• **Written task A**: From the passage on China's diplomacy, quote the portion that runs from "China has struck" up to and including "countries nearer home.".
• **Written task B**:
Answer these questions using the passage on China's diplomacy:
(i) In what year was the pact with India over the Himalayan border struck?
(ii) How large is the economy that the Communist Party presides over?
(iii) How many Indian soldiers were killed in the June 2020 border confrontation?
• **Written task C**: Translate this sentence from the passage on China's diplomacy into Spanish: "The EU accuses China of flooding its market with cheap EVs produced by Chinese automakers that have benefited from heavy state subsidies."

• **Provided passage**:
****

These first figured in a 1954 pact struck with regional rival India over their Himalayan border. Even so, Indian officials were absent from the front row of the audience reserved for guests of honor.

Since the 1950s, China’s ruling Communist Party has gone from not being recognized by the United Nations to boasting the biggest diplomatic footprint in the world and presiding over an $18.6-trillion economy.

Beijing now signals a desire for other countries to see it as a diplomatic heavyweight, even as other nations accuse it of economic coercion and unfair competition.

After China brokered an unexpected detente between Iran and Saudi Arabia last year, China’s top diplomat, Wang Yi said the country would continue to play a constructive role in handling global hotspot issues.

But Beijing’s unwillingness to condemn Russia’s invasion of Ukraine and its pursuit of a “no-limits partnership” with Moscow present hurdles to that ambition. They saw China skip a summit on a peace conference in Switzerland this month.

China’s trade ties with the European Union have also come under strain as the bloc of 27 nations plans to impose additional tariffs on Chinese-made electric vehicles, potentially opening up a new front in the West’s tariff war with Beijing begun with Washington’s initial import duties in 2018.

The EU accuses China of flooding its market with cheap EVs produced by Chinese automakers that have benefited from heavy state subsidies.

“In the era of economic globalization, what we need is not to create chasms of division, but to build bridges of communication, and not raise the iron curtain of confrontation but to pave the way of cooperation,” Xi said.

China has struck a softer tone in some recent dealings with the world, freeing an Australian journalist from prison and steadying ties with Canberra, resuming informal nuclear talks with the US and agreeing to debt restructuring deals with debtors.

Yet tension runs high with countries nearer home.

Ties with India have been tense since the biggest military confrontation in decades on their disputed Himalayan border in June 2020, which killed 20 Indian and at least four Chinese soldiers.

India has since made it tough for Chinese companies to invest, banned hundreds of popular apps and cut passenger routes, though direct cargo flights still operate between the Asian giants.

****

• **Collected data**:

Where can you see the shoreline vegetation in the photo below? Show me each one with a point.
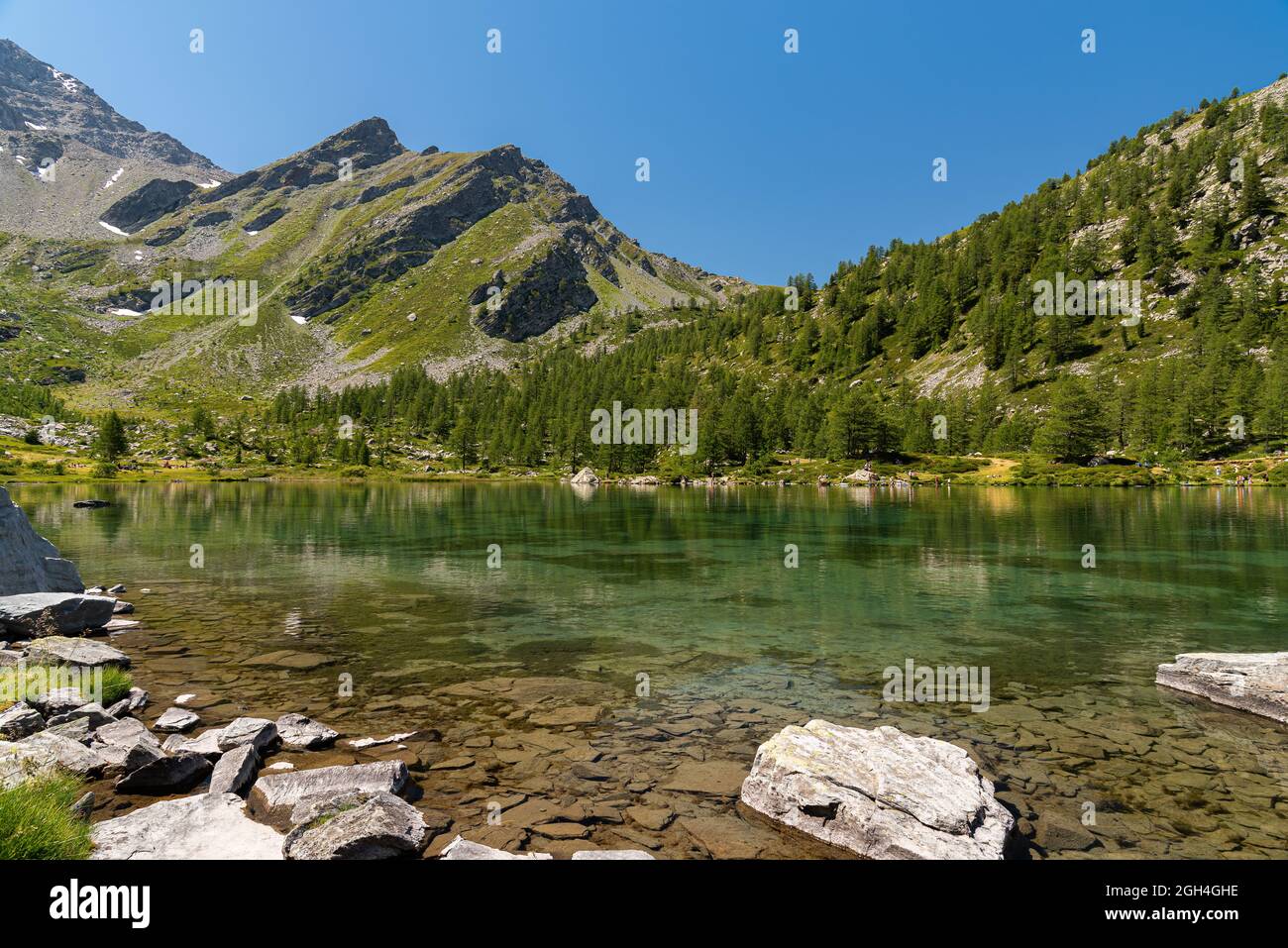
(76, 460)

****

• **Full output A**:
China has struck a softer tone in some recent dealings with the world, freeing an Australian journalist from prison and steadying ties with Canberra, resuming informal nuclear talks with the US and agreeing to debt restructuring deals with debtors.

Yet tension runs high with countries nearer home.

• **Full output B**:
(i) 1954
(ii) $18.6 trillion
(iii) 20

• **Full output C**: La UE acusa a China de inundar su mercado con vehículos eléctricos baratos fabricados por automotrices chinas que se han beneficiado de cuantiosos subsidios estatales.